#### Input for this task
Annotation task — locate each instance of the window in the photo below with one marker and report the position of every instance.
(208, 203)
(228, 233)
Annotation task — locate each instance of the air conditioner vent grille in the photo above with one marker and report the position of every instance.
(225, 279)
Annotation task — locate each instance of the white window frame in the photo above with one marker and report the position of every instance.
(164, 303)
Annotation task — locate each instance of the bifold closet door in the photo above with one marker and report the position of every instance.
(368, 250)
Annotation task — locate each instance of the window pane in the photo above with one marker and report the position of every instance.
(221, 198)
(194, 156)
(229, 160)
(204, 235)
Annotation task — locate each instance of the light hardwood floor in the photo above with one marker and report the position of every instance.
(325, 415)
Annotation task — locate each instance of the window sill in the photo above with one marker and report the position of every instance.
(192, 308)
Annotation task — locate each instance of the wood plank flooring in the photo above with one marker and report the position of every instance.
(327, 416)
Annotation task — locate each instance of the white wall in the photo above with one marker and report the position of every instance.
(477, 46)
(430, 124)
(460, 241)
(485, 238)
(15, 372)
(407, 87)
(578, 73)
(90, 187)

#### Short exercise
Can you repeat all of the material above word for word, without changing anything?

#### Reply to the exercise
Annotation task — locate each instance of the window in the photo below with one marker and report the position of every instance.
(208, 203)
(228, 233)
Annotation task — locate each instance of the air conditioner vent grille in the photo above with one marker and report the position of every instance.
(225, 279)
Annotation task — locate each instance of the white window frame in the photo above with one marker and report the position of every instance.
(164, 303)
Annotation task — locate each instance of the bifold closet door in the photo above with one marker and report the position of every instance.
(368, 250)
Annotation task — locate each instance of the window pane in the photo above with one marker and report the position of every instance.
(221, 198)
(194, 156)
(229, 160)
(204, 235)
Annotation task — locate each instance of the light hardwood floor in the photo above with one marker and report the position of every instance.
(325, 415)
Annotation task — locate each instance of the window sill in the photo above with one marker and report the position of every instance.
(192, 308)
Annotation task — locate each instance of the wood plank flooring in the photo above with one marker and report the position of every instance.
(327, 416)
Annotation task — locate each instance of the white wall in the photo above with one marker and report the position of every instance.
(477, 46)
(430, 124)
(460, 241)
(485, 238)
(15, 372)
(407, 87)
(578, 73)
(90, 187)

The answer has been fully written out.